**DATA EXTRACT:**
* start *
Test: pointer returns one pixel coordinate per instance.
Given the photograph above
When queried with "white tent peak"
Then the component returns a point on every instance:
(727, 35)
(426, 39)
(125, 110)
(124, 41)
* end *
Revise these lines so that "pixel coordinate" becomes "image coordinate", keeping everything else unchanged.

**RESPONSE FOR THIS EXERCISE:**
Test: pointer returns one image coordinate per instance.
Given the photograph above
When queried with "white tent peak"
Then the component returns a point on every instance:
(727, 35)
(426, 39)
(125, 110)
(124, 41)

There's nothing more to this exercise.